[Opening INPUT MATERIAL section]

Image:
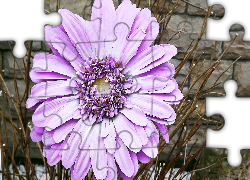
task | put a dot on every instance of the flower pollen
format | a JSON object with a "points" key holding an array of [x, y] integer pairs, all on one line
{"points": [[100, 87]]}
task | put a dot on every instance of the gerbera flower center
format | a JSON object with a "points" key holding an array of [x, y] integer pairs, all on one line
{"points": [[101, 88], [102, 85]]}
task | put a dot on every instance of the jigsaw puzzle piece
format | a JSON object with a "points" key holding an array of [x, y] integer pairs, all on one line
{"points": [[28, 11], [236, 128], [219, 29]]}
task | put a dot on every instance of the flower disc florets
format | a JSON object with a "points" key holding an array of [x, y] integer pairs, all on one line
{"points": [[100, 86]]}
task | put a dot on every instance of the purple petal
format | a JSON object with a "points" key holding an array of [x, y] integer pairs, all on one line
{"points": [[124, 177], [47, 137], [151, 148], [61, 42], [164, 70], [82, 164], [123, 159], [98, 154], [51, 63], [112, 169], [63, 131], [164, 131], [135, 161], [143, 59], [132, 45], [142, 134], [75, 140], [37, 77], [48, 89], [48, 108], [170, 51], [154, 84], [54, 153], [142, 157], [167, 121], [110, 140], [36, 133], [135, 115], [126, 131]]}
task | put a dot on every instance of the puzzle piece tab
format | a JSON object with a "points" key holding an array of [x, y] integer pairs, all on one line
{"points": [[26, 16], [235, 13], [233, 135]]}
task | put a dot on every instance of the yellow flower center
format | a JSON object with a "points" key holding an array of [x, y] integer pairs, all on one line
{"points": [[102, 86]]}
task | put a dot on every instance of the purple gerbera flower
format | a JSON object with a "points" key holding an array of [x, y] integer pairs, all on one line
{"points": [[100, 98]]}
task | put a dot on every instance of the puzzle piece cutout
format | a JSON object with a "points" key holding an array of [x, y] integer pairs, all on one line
{"points": [[26, 12], [235, 111], [236, 13]]}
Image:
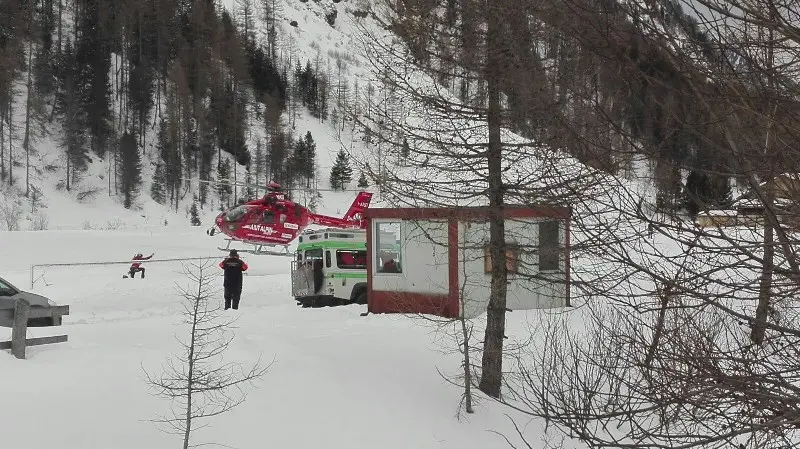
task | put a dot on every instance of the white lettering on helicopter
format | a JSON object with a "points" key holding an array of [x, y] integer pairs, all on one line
{"points": [[260, 228]]}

[Closing INPUT MATERIAL section]

Please go through the data and copy each line containing the word "piece".

YOUR SOLUTION:
task | put a dot on every instance of the jigsaw puzzle piece
task | put a dot on every instance of the puzzle piece tab
task | put a dot on every instance of the puzzle piece cutout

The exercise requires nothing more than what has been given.